Saved entries:
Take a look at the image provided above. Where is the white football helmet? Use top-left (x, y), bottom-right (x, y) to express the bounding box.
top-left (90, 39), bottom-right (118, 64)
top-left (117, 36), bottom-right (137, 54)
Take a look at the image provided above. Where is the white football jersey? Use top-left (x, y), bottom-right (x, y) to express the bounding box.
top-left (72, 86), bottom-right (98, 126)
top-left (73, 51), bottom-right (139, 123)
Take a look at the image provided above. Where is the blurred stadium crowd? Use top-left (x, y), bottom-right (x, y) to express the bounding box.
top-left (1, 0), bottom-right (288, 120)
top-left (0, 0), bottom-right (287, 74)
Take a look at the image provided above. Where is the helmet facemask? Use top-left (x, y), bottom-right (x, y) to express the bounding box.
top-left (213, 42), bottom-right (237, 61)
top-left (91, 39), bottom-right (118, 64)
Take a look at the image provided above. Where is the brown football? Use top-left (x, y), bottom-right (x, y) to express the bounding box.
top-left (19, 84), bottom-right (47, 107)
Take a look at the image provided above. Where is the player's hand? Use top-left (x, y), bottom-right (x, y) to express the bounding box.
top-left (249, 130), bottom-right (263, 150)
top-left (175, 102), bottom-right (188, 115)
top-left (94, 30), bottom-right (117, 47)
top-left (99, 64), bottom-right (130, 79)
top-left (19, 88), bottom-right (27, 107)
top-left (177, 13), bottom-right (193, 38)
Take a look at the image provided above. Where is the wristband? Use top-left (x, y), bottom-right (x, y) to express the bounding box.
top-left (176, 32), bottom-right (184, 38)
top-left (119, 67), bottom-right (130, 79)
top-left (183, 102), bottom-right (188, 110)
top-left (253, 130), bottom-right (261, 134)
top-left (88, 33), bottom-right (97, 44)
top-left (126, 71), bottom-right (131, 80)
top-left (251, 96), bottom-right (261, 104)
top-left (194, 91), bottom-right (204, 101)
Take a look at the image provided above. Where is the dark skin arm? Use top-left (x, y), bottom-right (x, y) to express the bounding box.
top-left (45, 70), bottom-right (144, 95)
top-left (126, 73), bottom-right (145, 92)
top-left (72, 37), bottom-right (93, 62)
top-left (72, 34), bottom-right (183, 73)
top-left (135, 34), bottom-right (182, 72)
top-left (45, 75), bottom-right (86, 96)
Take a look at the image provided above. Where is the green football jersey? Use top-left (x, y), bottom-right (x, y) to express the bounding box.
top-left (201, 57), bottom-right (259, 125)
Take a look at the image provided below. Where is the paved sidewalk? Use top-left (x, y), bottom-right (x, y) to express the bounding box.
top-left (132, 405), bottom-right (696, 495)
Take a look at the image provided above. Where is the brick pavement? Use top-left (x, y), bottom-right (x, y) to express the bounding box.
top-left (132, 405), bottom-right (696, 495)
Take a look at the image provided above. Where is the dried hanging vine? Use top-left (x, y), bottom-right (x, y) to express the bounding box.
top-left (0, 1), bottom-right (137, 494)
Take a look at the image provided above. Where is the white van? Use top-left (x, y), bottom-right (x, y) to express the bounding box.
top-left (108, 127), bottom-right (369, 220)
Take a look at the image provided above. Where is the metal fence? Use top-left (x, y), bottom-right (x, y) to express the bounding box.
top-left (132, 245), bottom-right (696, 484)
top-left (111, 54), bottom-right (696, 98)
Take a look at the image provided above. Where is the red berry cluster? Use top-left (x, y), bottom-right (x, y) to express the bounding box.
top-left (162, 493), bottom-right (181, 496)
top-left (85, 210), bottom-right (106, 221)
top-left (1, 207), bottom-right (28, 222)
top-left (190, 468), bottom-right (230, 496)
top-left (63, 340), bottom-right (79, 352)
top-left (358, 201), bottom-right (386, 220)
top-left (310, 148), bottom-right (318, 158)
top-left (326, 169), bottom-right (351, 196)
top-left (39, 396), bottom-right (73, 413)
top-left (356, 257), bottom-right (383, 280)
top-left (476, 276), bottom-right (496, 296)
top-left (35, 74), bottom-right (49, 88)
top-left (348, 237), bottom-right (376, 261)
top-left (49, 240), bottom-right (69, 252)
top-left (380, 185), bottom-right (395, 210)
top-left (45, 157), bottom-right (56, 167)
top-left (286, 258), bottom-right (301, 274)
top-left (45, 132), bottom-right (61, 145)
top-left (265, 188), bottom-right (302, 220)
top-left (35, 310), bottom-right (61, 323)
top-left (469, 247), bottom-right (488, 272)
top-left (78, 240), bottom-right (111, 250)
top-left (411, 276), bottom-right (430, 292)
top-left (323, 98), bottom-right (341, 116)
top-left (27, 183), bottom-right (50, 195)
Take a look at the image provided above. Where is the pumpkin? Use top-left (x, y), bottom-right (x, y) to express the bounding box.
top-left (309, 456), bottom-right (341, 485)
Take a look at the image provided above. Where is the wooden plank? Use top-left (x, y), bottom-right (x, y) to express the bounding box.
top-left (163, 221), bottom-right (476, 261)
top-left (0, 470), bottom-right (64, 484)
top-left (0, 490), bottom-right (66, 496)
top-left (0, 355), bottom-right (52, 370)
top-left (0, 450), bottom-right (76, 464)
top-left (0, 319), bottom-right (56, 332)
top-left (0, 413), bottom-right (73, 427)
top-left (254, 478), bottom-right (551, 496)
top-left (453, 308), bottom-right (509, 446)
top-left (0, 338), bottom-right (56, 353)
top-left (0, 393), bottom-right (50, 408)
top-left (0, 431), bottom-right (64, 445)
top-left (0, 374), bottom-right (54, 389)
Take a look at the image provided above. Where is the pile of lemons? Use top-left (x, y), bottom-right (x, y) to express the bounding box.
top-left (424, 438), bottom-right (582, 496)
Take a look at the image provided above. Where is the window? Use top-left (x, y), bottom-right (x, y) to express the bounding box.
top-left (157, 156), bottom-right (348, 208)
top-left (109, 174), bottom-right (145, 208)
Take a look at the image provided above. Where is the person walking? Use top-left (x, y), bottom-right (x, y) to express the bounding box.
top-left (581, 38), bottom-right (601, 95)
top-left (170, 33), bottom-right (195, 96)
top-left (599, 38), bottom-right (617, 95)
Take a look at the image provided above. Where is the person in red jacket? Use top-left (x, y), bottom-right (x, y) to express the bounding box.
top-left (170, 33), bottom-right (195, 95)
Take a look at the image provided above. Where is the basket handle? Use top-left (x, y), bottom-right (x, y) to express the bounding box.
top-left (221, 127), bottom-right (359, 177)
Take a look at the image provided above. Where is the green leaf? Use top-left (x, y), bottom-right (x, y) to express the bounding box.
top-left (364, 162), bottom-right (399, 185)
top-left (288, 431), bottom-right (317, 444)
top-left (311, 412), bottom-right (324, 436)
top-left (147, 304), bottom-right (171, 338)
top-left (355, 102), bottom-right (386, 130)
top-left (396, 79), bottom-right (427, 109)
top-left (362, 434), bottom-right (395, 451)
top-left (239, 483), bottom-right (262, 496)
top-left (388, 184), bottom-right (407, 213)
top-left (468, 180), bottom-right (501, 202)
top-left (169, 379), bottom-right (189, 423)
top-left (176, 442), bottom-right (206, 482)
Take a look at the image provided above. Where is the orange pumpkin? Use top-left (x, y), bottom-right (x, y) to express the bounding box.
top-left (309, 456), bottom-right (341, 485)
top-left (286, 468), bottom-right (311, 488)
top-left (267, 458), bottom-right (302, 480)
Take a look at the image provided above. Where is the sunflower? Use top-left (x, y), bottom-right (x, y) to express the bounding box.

▸ **PROBLEM DETAILS**: Every record, start to finish: reproduce it word for word.

▸ **TASK SOLUTION**:
Take a look at the image provided above. Where is the white football helmet? Use top-left (x, y), bottom-right (x, y) to express the bounding box.
top-left (90, 39), bottom-right (118, 64)
top-left (117, 36), bottom-right (137, 54)
Take a look at the image provided above. Where is the white football jersey? Use top-left (x, y), bottom-right (x, y) to express the bounding box.
top-left (72, 86), bottom-right (98, 126)
top-left (73, 51), bottom-right (139, 123)
Take a look at the image provided above. Where is the blurred stadium crowd? Use top-left (x, y), bottom-right (x, y) to express the bounding box.
top-left (1, 0), bottom-right (288, 120)
top-left (0, 0), bottom-right (287, 74)
Take a look at the image provided above. Where is the helmet facemask? Use top-left (x, y), bottom-right (x, y) to express the bounding box.
top-left (213, 42), bottom-right (237, 61)
top-left (91, 39), bottom-right (118, 64)
Take a look at the image provided above. Where is the brown football? Use top-left (x, y), bottom-right (x, y) to express the bounding box.
top-left (19, 84), bottom-right (47, 107)
Take a look at the image provided above. Where is the player's hand? Use top-left (x, y), bottom-right (x, y) to express the bounding box.
top-left (249, 130), bottom-right (263, 150)
top-left (175, 102), bottom-right (188, 115)
top-left (94, 30), bottom-right (117, 47)
top-left (99, 64), bottom-right (130, 79)
top-left (19, 88), bottom-right (27, 107)
top-left (177, 13), bottom-right (193, 38)
Take a look at the image provided above. Where is the wristband? Use top-left (x, y), bottom-right (x, y) to express the bounding box.
top-left (176, 32), bottom-right (184, 38)
top-left (119, 67), bottom-right (130, 79)
top-left (183, 102), bottom-right (188, 110)
top-left (253, 130), bottom-right (261, 134)
top-left (88, 33), bottom-right (97, 44)
top-left (126, 71), bottom-right (131, 80)
top-left (251, 96), bottom-right (261, 104)
top-left (194, 91), bottom-right (204, 101)
Take a look at the image provided above. Where is the dark skin arm? Use top-left (x, y), bottom-right (x, y) to express the bounding box.
top-left (45, 70), bottom-right (144, 95)
top-left (126, 73), bottom-right (145, 92)
top-left (72, 37), bottom-right (93, 62)
top-left (72, 34), bottom-right (183, 73)
top-left (135, 34), bottom-right (182, 72)
top-left (45, 75), bottom-right (86, 96)
Take a look at the image provided above. Where is the green football jersey? Use top-left (x, y), bottom-right (x, y) to express the bounding box.
top-left (201, 57), bottom-right (259, 125)
Take a look at the image provided below. Where is the paved sidewalk? Use top-left (x, y), bottom-right (x, y) to express the bounding box.
top-left (132, 405), bottom-right (696, 495)
Take a look at the image provided above. Where is the brick pavement? Use top-left (x, y), bottom-right (x, y) to express the bounding box.
top-left (132, 405), bottom-right (696, 495)
Take a look at the image provided above. Where is the dried hanging vine? Use top-left (x, y), bottom-right (x, y) to express the bounding box.
top-left (0, 1), bottom-right (137, 494)
Take a look at the image provided above. Where is the white van? Use top-left (x, y), bottom-right (x, y) to express the bounding box.
top-left (108, 127), bottom-right (369, 220)
Take a look at the image provided above. Where is the metal fence? Use top-left (x, y), bottom-right (x, y) to express the bounding box.
top-left (132, 245), bottom-right (696, 484)
top-left (111, 54), bottom-right (696, 98)
Take a look at the image provided above. Where is the red berry cluster? Use top-left (x, y), bottom-right (x, y) to express the bounding box.
top-left (162, 493), bottom-right (181, 496)
top-left (85, 210), bottom-right (106, 221)
top-left (1, 207), bottom-right (28, 222)
top-left (190, 468), bottom-right (230, 496)
top-left (63, 340), bottom-right (79, 352)
top-left (358, 201), bottom-right (386, 220)
top-left (310, 148), bottom-right (318, 158)
top-left (326, 169), bottom-right (351, 196)
top-left (39, 396), bottom-right (73, 413)
top-left (356, 257), bottom-right (383, 280)
top-left (476, 276), bottom-right (496, 296)
top-left (35, 74), bottom-right (49, 88)
top-left (348, 237), bottom-right (376, 261)
top-left (49, 240), bottom-right (69, 252)
top-left (380, 185), bottom-right (395, 210)
top-left (45, 157), bottom-right (56, 167)
top-left (286, 258), bottom-right (301, 274)
top-left (45, 132), bottom-right (61, 145)
top-left (265, 188), bottom-right (302, 220)
top-left (35, 310), bottom-right (61, 323)
top-left (469, 247), bottom-right (488, 272)
top-left (78, 240), bottom-right (111, 250)
top-left (411, 276), bottom-right (430, 292)
top-left (323, 98), bottom-right (341, 116)
top-left (27, 183), bottom-right (50, 195)
Take a look at the image provided above. Where is the pumpkin? Use top-left (x, y), bottom-right (x, y) to express the bounding box.
top-left (309, 456), bottom-right (341, 485)
Take a look at the image provided above. Where is the wooden plank? Use top-left (x, y), bottom-right (x, y) to express the bounding box.
top-left (163, 221), bottom-right (476, 261)
top-left (0, 470), bottom-right (64, 484)
top-left (0, 490), bottom-right (66, 496)
top-left (0, 355), bottom-right (52, 370)
top-left (0, 450), bottom-right (76, 464)
top-left (0, 319), bottom-right (56, 332)
top-left (0, 413), bottom-right (73, 427)
top-left (254, 478), bottom-right (551, 496)
top-left (453, 308), bottom-right (509, 446)
top-left (0, 338), bottom-right (56, 353)
top-left (0, 393), bottom-right (50, 408)
top-left (0, 431), bottom-right (64, 445)
top-left (0, 374), bottom-right (54, 389)
Take a look at the image provided above. Where is the pile of lemons? Use top-left (x, y), bottom-right (x, y) to express the bounding box.
top-left (424, 438), bottom-right (582, 496)
Take a look at the image provided above. Where is the window? Use top-left (x, y), bottom-right (x, y) to express the bounding box.
top-left (157, 156), bottom-right (348, 208)
top-left (109, 174), bottom-right (145, 208)
Take a look at the image provided above. Where is the person walking? Use top-left (x, y), bottom-right (x, y) to express the bounding box.
top-left (581, 38), bottom-right (601, 95)
top-left (170, 33), bottom-right (195, 96)
top-left (599, 38), bottom-right (617, 95)
Take a look at the image provided above. Where is the person in red jacket? Use top-left (x, y), bottom-right (x, y) to express the bounding box.
top-left (170, 33), bottom-right (195, 95)
Take a look at the image provided above. Where is the basket handle? Use top-left (x, y), bottom-right (x, y) to express the bounding box.
top-left (221, 127), bottom-right (359, 177)
Take a look at the image provided above. Where is the green leaf? Use top-left (x, y), bottom-right (x, y) to express the bounding box.
top-left (364, 162), bottom-right (399, 185)
top-left (288, 431), bottom-right (317, 444)
top-left (311, 412), bottom-right (324, 436)
top-left (147, 304), bottom-right (171, 338)
top-left (355, 102), bottom-right (386, 130)
top-left (396, 79), bottom-right (427, 109)
top-left (362, 434), bottom-right (395, 451)
top-left (239, 483), bottom-right (262, 496)
top-left (388, 184), bottom-right (407, 213)
top-left (468, 180), bottom-right (501, 202)
top-left (169, 379), bottom-right (189, 423)
top-left (176, 442), bottom-right (206, 482)
Take a look at the image provided above. Where is the orange pumpkin? Use top-left (x, y), bottom-right (x, y) to express the bounding box.
top-left (309, 456), bottom-right (341, 485)
top-left (286, 468), bottom-right (311, 488)
top-left (267, 458), bottom-right (302, 480)
Take a look at the image provided above. Where is the sunflower? Use top-left (x, y), bottom-right (x, y) to express the bounding box.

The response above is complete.